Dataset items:
_____

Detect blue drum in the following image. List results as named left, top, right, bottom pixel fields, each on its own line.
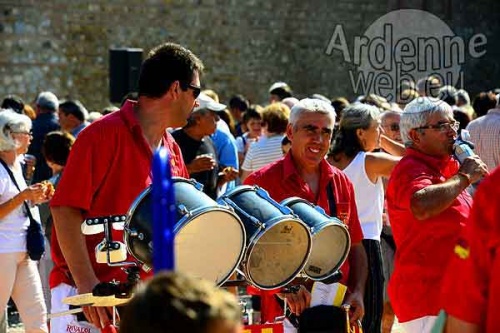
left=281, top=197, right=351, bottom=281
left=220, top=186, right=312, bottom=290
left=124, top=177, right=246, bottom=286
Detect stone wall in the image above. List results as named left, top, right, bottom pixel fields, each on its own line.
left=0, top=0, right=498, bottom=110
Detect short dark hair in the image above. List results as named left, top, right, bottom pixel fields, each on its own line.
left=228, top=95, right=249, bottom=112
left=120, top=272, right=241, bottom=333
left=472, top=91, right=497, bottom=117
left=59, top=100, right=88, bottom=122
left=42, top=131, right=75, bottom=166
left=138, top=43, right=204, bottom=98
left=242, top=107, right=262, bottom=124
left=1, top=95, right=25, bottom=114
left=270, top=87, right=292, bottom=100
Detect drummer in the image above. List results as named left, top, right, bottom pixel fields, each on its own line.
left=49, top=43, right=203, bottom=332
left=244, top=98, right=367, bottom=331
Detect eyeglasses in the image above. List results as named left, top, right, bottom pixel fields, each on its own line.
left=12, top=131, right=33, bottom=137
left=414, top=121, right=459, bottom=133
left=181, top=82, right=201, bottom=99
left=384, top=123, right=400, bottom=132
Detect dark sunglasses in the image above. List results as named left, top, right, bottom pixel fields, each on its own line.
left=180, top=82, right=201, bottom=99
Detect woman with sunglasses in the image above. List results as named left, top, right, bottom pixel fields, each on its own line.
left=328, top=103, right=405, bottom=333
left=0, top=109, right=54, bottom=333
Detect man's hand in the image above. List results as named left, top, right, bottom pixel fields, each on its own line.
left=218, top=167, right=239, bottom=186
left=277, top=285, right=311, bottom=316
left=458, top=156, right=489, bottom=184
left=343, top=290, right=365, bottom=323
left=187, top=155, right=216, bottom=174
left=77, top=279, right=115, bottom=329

_____

TO DO:
What do the lines from the one with "Detect eyeglasses in" through the last line of the entries say? Print them word for word, both ends included, and nothing else.

TASK RESULT:
Detect eyeglasses in the image above. List results as named left, top, right, bottom pixel fields, each on its own line.
left=12, top=131, right=33, bottom=137
left=414, top=121, right=459, bottom=133
left=181, top=82, right=201, bottom=99
left=384, top=123, right=400, bottom=132
Detect dark sunglasses in the image above. List results as named left, top, right, bottom pixel fields, each on its own line.
left=180, top=82, right=201, bottom=99
Detect woman with sunglasses in the image above. List results as named left, top, right, bottom pixel fields, each on its own line.
left=328, top=103, right=405, bottom=333
left=0, top=109, right=54, bottom=333
Detect man's hand in the image above. List results as named left, top, right, bottom pixel fields, each on its own line.
left=218, top=167, right=239, bottom=186
left=277, top=285, right=311, bottom=316
left=458, top=156, right=489, bottom=184
left=343, top=290, right=365, bottom=323
left=187, top=155, right=216, bottom=174
left=77, top=279, right=115, bottom=329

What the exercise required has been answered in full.